> [Exercise instructions]
Leave out the pictures and give back all the entries exactly as written.

[[ The input open ]]

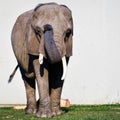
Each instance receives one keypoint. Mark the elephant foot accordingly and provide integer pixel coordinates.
(57, 111)
(44, 113)
(30, 110)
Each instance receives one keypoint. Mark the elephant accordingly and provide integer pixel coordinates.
(42, 41)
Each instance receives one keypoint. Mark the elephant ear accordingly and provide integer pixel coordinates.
(32, 42)
(69, 35)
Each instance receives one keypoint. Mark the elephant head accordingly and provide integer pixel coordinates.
(50, 32)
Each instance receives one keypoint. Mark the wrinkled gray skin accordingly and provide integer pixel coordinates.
(47, 29)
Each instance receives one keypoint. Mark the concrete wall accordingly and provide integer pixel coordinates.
(93, 76)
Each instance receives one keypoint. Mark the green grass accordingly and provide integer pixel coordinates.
(75, 112)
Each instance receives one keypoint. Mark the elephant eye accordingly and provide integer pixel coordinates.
(68, 32)
(37, 31)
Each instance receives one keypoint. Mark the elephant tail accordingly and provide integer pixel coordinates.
(13, 73)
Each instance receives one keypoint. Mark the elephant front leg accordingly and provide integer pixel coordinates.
(55, 101)
(31, 97)
(44, 108)
(56, 87)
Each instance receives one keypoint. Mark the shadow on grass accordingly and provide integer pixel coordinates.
(75, 112)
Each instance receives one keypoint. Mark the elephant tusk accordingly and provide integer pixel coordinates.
(64, 68)
(41, 59)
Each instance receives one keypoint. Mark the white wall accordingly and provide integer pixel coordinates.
(93, 76)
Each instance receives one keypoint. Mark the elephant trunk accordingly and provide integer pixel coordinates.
(51, 49)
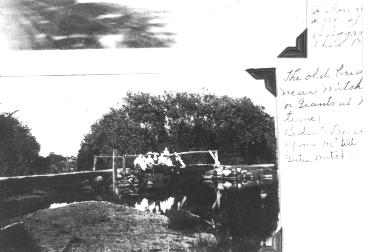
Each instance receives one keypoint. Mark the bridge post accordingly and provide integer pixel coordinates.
(124, 164)
(94, 163)
(114, 172)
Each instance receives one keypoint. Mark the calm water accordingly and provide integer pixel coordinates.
(242, 214)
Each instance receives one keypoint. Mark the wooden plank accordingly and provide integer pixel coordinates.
(114, 172)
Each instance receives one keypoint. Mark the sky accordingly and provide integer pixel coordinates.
(215, 44)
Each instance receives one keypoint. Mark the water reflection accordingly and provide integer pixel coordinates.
(155, 207)
(245, 216)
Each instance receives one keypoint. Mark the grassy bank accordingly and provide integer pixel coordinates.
(101, 226)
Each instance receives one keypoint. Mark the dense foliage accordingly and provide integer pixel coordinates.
(18, 148)
(241, 131)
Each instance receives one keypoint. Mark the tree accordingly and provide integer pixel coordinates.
(18, 148)
(241, 131)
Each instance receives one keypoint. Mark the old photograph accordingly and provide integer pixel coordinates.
(138, 163)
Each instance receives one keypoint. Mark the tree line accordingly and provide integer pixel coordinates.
(241, 131)
(19, 151)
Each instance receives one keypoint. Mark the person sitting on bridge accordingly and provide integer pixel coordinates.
(178, 161)
(162, 159)
(155, 157)
(139, 163)
(149, 160)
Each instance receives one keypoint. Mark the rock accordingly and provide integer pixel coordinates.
(86, 188)
(15, 237)
(98, 179)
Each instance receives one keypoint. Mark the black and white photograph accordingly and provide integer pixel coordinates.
(155, 167)
(171, 125)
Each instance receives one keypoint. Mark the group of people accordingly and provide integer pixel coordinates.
(152, 159)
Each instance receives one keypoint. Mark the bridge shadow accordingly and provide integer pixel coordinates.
(67, 24)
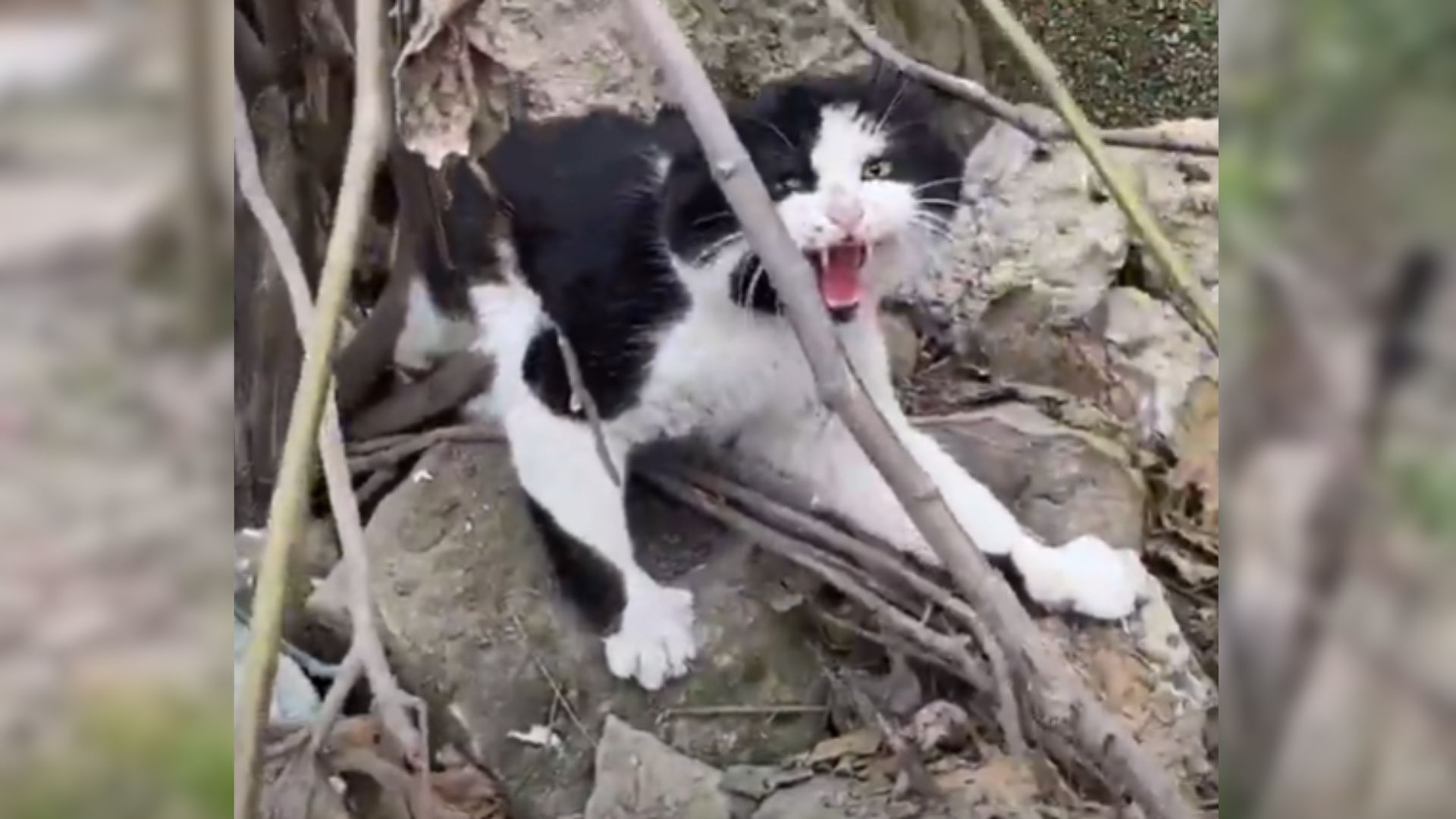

[[ The input closed ]]

> [Task answer]
Each instance receives one keypoint. Mark the elephant foot accordingly and provide integer pixel coordinates.
(57, 111)
(44, 113)
(30, 110)
Each instance receives one keypoint. Mark the elephant accordingly and provide integer pixel coordinates.
(42, 41)
Each instance receives one keypoint. Mark the elephant ear accordingly and provide integer pixel coordinates.
(32, 42)
(69, 35)
Each instance receives one keypoint. Mark the elephant head accordingly and provide integer pixel coordinates.
(50, 32)
Each instance receives one keypoint. Mark the wrinkled gray skin accordingly and provide integer pixel coordinates.
(47, 29)
Each instance receives one keypoint. Mark the concrete wall accordingly and provide integer pixel coordinates.
(93, 76)
Each instance receives one keypoint. Mark the green grass accordingly and provide integer pixel coordinates.
(75, 112)
Each instance receives one keypoint. Mark the elephant eye accordingly and provide integer pixel coordinates.
(68, 32)
(37, 31)
Each instance receives one keypoint. Mark the elephant tail accordingly and provide integer pixel coordinates.
(13, 73)
Each instance receives one keypoint. Mark the elephant front leg accordingly and provide integer pixel coordinates.
(55, 101)
(31, 97)
(44, 108)
(56, 87)
Each instance receives one keypoint. Mark the shadow on grass accordingly and provide integer pixel coordinates.
(75, 112)
Each instance receives one keypoint. Mark the elephant tusk accordingly and provide integer pixel coordinates.
(64, 68)
(41, 59)
Each instance receives one keypoint. Mark the white wall accordingly and provide integer pixel coordinates.
(93, 76)
Each instance receives one keypoint. Mark the elephant trunk accordingly and provide integer pixel coordinates.
(51, 49)
Each instance receives one keypoint. Mark the bridge post accordingly and provide integer pixel coordinates.
(124, 164)
(94, 163)
(114, 172)
Each instance receives one keypoint. Mark the calm water accordingly and provide integer pixel coordinates.
(242, 214)
Each instance receives one keypoint. Mark the wooden plank accordingly and provide integer pixel coordinates.
(114, 172)
Each instance receives one keypoint. Mark the sky accordingly and provide integer pixel coordinates.
(215, 44)
Each instance receives one keypoint. Mark the water reflection accordingly and provide integer pixel coordinates.
(155, 207)
(245, 216)
Each instance receives one keypoint. Mark the grassy bank accordingly and provide integer pixel coordinates.
(101, 226)
Each instance receives one keypoint. Mark the dense foliage accordingly and provide integer pixel coordinates.
(18, 148)
(241, 131)
Each instance receives one keypoint. Mark the tree accordingly and provide integer pixel coordinates.
(18, 148)
(241, 131)
Each instance receives one keypoint. Mark the old photograph accordingly and provide integer pixel coordinates.
(138, 163)
Each instance receives one keypoint. Mark the tree line accordingly and provide integer pixel coordinates.
(241, 131)
(19, 151)
Each instance receives one keypoint. Mark the person sitting on bridge accordingly and provide integer pixel coordinates.
(178, 161)
(162, 159)
(155, 157)
(139, 163)
(149, 160)
Each instance receives one keypoint. Mark the rock accordingly and provide integer pixel coordinates.
(86, 188)
(15, 237)
(98, 179)
Each instance receives one keypoint. Mark the black and white photograph accordingly and provide integer pixel coordinates.
(155, 167)
(171, 125)
Each instance receives one keypoint. Mark the group of people accordingly and provide integer pixel coordinates.
(152, 159)
Each instance receives one keypoint. Mark the bridge shadow accordingly and provide integer pixel coordinates.
(67, 24)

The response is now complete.